1°) ALORS QUE lorsque l'employeur ne peut avoir conscience du danger lorsque, s'agissant de la réglementation en vigueur, il s'en est remis aux avis des techniciens, architectes et organismes de contrôle, sur la conformités des locaux aux normes de sécurité ; qu'en considérant que la société Sapeso devait ou aurait dû avoir conscience du risque en cause huit mois après l'installation dans les nouveaux bâtiments, au motif inopérant que des salariés avaient, avant l'accident, pu « avoir peur de se faire heurter par la porte, établissant le caractère notoirement dangereux de cette configuration », sans constater que ces salariés en avaient informé l'employeur, à défaut de quoi la société Sapeso, qui n'avait aucune raison de suspecter l'existence d'un quelconque danger au vu des avis et rapports des techniciens et organismes de sécurité, la cour d'appel a privé sa décision de base légale au regard de l'article L. 452-1 du code de la sécurité sociale ;

2°) ALORS QUE lorsque l'employeur ne peut avoir conscience du danger lorsque, s'agissant de la réglementation en vigueur, il s'en est remis aux avis des techniciens, architectes et organismes de contrôle, sur la conformités des locaux aux normes de sécurité ; qu'en considérant que le fait que le cabinet Socotec et le cabinet d'architecte n'aient pas détecté une irrégularité aux règles de sécurité était sans incidence sur la conscience que l'employeur devait avoir du danger, au bout de huit mois d'utilisation des locaux, cependant que cette circonstance avait une incidence indéniable, la société Sapeso pouvant légitimement s'en remettre aux avis et rapports du CHSCT, de la société Socotec, de l'architecte, et de la Commission de sécurité de la ville de Bordeaux pour apprécier la conformité des locaux de travail, en particulier de la porte coupe-feu litigieuse, aux normes de sécurité en vigueur, ne disposant elle-même d'aucune compétence technique pour évaluer une prétendue anormalité, et, partant, l'existence d'un danger, la cour d'appel a violé l'article L. 452-1 du code de la sécurité sociale. Moyen produit au pourvoi incident par la SCP Spinosi et Sureau, avocat aux Conseils, pour Mme X....

== Extrait des données ==
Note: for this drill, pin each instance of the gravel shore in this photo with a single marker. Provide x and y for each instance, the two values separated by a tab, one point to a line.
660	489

== Détails de l'exercice ==
Traduisez en anglais cette phrase du passage affiché : « Moyen produit au pourvoi incident par la SCP Spinosi et Sureau, avocat aux Conseils, pour Mme X.... » Les données ne servent à rien ici.

== Corrigé de l'exercice ==
Ground put forward in support of the cross-appeal by SCP Spinosi et Sureau, lawyer before the Conseils, on behalf of Ms. X....